SHORT TASK —
Transcribe the entries exactly; images are not part of the copy.

Excerpt from a dataset:
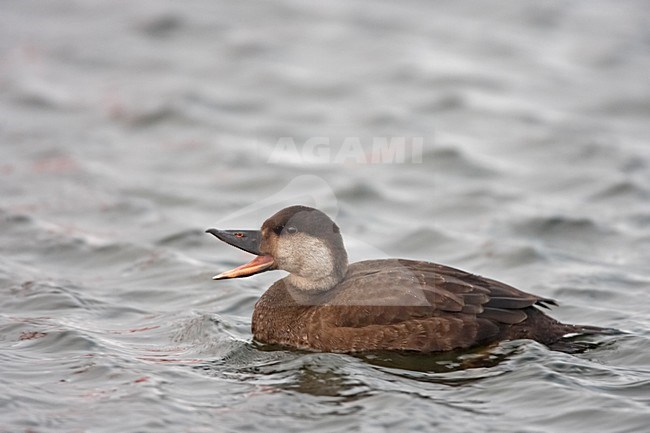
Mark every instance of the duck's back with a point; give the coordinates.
(398, 304)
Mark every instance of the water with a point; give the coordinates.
(127, 128)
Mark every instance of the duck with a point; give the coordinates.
(326, 304)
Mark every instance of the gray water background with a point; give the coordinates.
(127, 128)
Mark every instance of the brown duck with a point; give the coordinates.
(326, 305)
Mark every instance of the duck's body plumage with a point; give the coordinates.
(401, 304)
(324, 304)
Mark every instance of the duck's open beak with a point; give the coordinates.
(249, 241)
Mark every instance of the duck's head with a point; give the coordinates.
(298, 239)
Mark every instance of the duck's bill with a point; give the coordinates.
(247, 240)
(255, 266)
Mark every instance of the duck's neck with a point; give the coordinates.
(310, 285)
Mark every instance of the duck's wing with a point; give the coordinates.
(422, 306)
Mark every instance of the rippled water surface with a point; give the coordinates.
(128, 128)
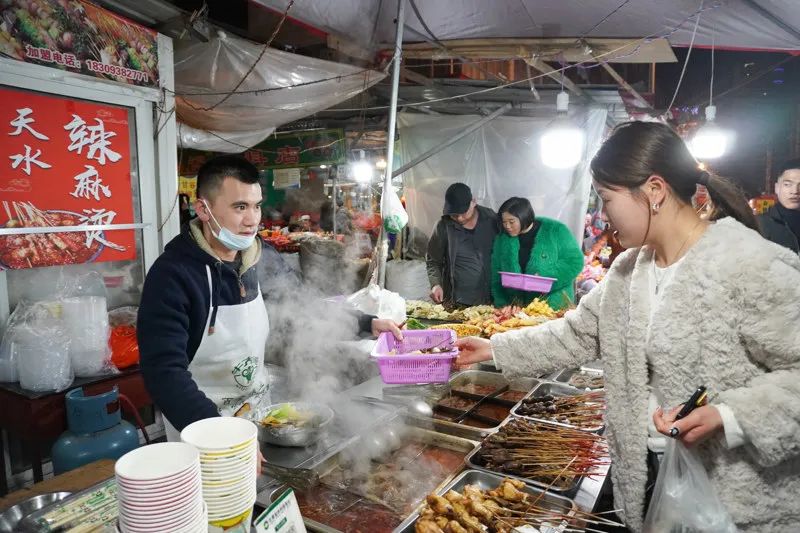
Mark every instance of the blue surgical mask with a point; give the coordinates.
(230, 240)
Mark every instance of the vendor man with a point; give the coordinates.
(460, 250)
(202, 324)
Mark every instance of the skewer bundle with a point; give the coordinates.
(499, 510)
(542, 452)
(584, 410)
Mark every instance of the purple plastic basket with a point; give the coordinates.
(428, 368)
(526, 282)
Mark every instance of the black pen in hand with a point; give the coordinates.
(697, 399)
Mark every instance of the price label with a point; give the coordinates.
(283, 516)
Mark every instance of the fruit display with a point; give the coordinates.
(80, 36)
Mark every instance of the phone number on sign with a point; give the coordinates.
(105, 68)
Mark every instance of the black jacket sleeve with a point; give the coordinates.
(163, 333)
(437, 255)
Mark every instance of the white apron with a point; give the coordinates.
(229, 364)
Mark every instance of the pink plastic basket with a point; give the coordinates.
(428, 368)
(526, 282)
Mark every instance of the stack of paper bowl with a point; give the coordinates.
(159, 489)
(228, 449)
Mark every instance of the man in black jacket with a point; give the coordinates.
(781, 224)
(460, 250)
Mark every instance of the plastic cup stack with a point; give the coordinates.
(228, 450)
(159, 489)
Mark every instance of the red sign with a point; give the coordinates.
(63, 163)
(79, 36)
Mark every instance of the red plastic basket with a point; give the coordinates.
(416, 368)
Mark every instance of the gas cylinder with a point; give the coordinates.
(95, 431)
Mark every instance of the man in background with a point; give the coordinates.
(781, 223)
(460, 250)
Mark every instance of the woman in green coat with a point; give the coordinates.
(539, 246)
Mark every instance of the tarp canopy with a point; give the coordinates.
(498, 161)
(735, 24)
(205, 72)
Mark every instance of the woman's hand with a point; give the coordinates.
(472, 350)
(379, 325)
(697, 426)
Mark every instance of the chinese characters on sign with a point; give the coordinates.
(67, 163)
(56, 34)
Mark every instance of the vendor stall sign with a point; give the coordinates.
(78, 36)
(286, 178)
(63, 163)
(299, 150)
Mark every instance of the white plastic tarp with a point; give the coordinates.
(731, 23)
(205, 72)
(498, 161)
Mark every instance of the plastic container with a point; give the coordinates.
(416, 368)
(526, 282)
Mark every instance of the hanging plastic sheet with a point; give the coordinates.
(498, 161)
(206, 72)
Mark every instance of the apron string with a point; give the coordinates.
(214, 299)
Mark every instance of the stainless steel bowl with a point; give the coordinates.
(297, 436)
(11, 517)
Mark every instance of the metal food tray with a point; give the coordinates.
(429, 437)
(489, 481)
(471, 462)
(554, 389)
(31, 523)
(565, 375)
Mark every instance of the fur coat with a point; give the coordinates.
(729, 320)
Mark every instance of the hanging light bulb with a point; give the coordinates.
(362, 170)
(561, 146)
(710, 141)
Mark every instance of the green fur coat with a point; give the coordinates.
(555, 254)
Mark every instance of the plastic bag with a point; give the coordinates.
(36, 344)
(684, 501)
(85, 315)
(373, 300)
(409, 279)
(396, 218)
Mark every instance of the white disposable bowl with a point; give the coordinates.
(156, 485)
(218, 493)
(172, 501)
(227, 515)
(220, 434)
(187, 508)
(157, 461)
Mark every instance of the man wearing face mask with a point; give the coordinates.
(203, 325)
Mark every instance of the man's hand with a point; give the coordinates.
(379, 325)
(697, 426)
(437, 294)
(472, 350)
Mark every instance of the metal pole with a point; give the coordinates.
(387, 180)
(452, 140)
(333, 195)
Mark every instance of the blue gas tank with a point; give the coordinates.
(96, 431)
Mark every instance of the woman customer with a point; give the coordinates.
(534, 245)
(692, 302)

TASK ANSWER —
Mark every instance of the duck's back with a point; give the coordinates.
(398, 304)
Mark every instance of the water with a point; give the coordinates.
(127, 128)
Mark every instance of the duck with a point; give the coordinates.
(326, 304)
Mark every instance of the gray water background with a point; give the coordinates.
(127, 128)
Mark every instance of the brown duck with a point; give the coordinates.
(326, 305)
Mark every instance of the duck's body plumage with a point; give the coordinates.
(401, 304)
(324, 304)
Mark every instance of the duck's open beak with a point; give the coordinates.
(249, 241)
Mark every instance of the duck's head with a point; give the coordinates.
(298, 239)
Mark every instance of the duck's bill with a point; give the coordinates.
(247, 240)
(255, 266)
Mark every instance of the duck's neck with a point; give the coordinates.
(310, 285)
Mark every instance of the duck's wing with a point; give the coordinates.
(422, 306)
Mark every instance of the rippled water surface with a point; give the coordinates.
(128, 128)
Mark every instance of the blue surgical mask with a point; give the coordinates.
(230, 240)
Mark every instance of the vendor man with a point; give the coordinates.
(460, 250)
(202, 324)
Mark every instance of the skewer bundle with a point; give the coordinates.
(499, 510)
(542, 452)
(584, 410)
Mark every instance of the purple plastic basket with a point; give the coordinates.
(428, 368)
(526, 282)
Mark every instance of the black pen in hand with a point; give the coordinates.
(697, 399)
Mark every instance of the price label with a point; give the coordinates.
(283, 516)
Mark every instance of the fruit display with a point; give the coordinates.
(80, 36)
Mark every instance of the phone number on sign with a point; give the coordinates.
(105, 68)
Mark every instance of the black jacket sleeve with a point; give the coordinates.
(163, 333)
(437, 255)
Mark every instance of the white apron with a point; give the coordinates.
(229, 364)
Mark every instance of the pink plastic basket with a point; give the coordinates.
(428, 368)
(526, 282)
Mark every instance of the stack of paper bowl with a point; give the coordinates.
(159, 489)
(228, 449)
Mark every instance of the man in black jacket with a point; give the coordinates.
(781, 224)
(460, 250)
Mark every instance of the plastic cup stack with a point; give the coordinates.
(228, 450)
(159, 489)
Mark every instance of the red sign with a point; give the coordinates.
(63, 163)
(79, 36)
Mark every instance of the red plastic basket with a point; give the coordinates.
(416, 368)
Mark every instance of the gas cylinder with a point; give the coordinates.
(95, 431)
Mark every instance of the man in background with a point; give the coordinates.
(781, 223)
(460, 250)
Mark every instance of the woman in green coat with a point; give the coordinates.
(539, 246)
Mark every instance of the tarp canopy with a point; give the coordinates.
(498, 161)
(735, 24)
(205, 72)
Mark every instance of the woman's hand with a point; give the coordinates.
(472, 350)
(379, 325)
(697, 426)
Mark every instance of the chinese characters on sign with a point; give the coordinates.
(67, 163)
(56, 34)
Mark every instance of the vendor stall sign with a point; give the coordinates.
(78, 36)
(286, 178)
(63, 163)
(299, 150)
Mark every instance of the white plastic tarp with a point; give the coordinates.
(731, 23)
(205, 72)
(498, 161)
Mark every instance of the plastic container with a point; give the coordinates.
(416, 368)
(526, 282)
Mark every instance of the hanging plastic sheet with a point; give the coordinates.
(498, 161)
(206, 72)
Mark every instance of the apron string with a point; give the coordinates.
(214, 299)
Mark every instance of the stainless steel bowl with a point; give the coordinates.
(297, 436)
(11, 517)
Mark every instance of the metal food tray with a point; give the coordinates.
(429, 437)
(489, 481)
(471, 462)
(554, 389)
(31, 523)
(565, 375)
Mark every instance of the fur coat with a point; give the coordinates.
(729, 320)
Mark every instance of the hanging light bulb with a point; give the coordinates.
(362, 170)
(561, 146)
(710, 141)
Mark every instance of the green fur coat with a point; give the coordinates.
(555, 254)
Mark every instance of the plastic bag with a point; give the coordinates.
(36, 344)
(684, 501)
(85, 315)
(373, 300)
(409, 279)
(396, 218)
Mark every instance of the white disposable bowl with a point; give the coordinates.
(156, 485)
(218, 493)
(172, 501)
(227, 515)
(220, 434)
(187, 508)
(157, 461)
Mark every instance of the man wearing face mask with a point; give the coordinates.
(203, 325)
Mark every instance of the man's hand with a point; give the coordinates.
(379, 325)
(697, 426)
(437, 294)
(472, 350)
Mark every instance of the metal pole with a point; give the coordinates.
(387, 180)
(452, 140)
(333, 195)
Mark every instance of the blue gas tank with a point; give the coordinates.
(96, 431)
Mark every instance of the woman customer with a point; give the coordinates.
(534, 245)
(692, 302)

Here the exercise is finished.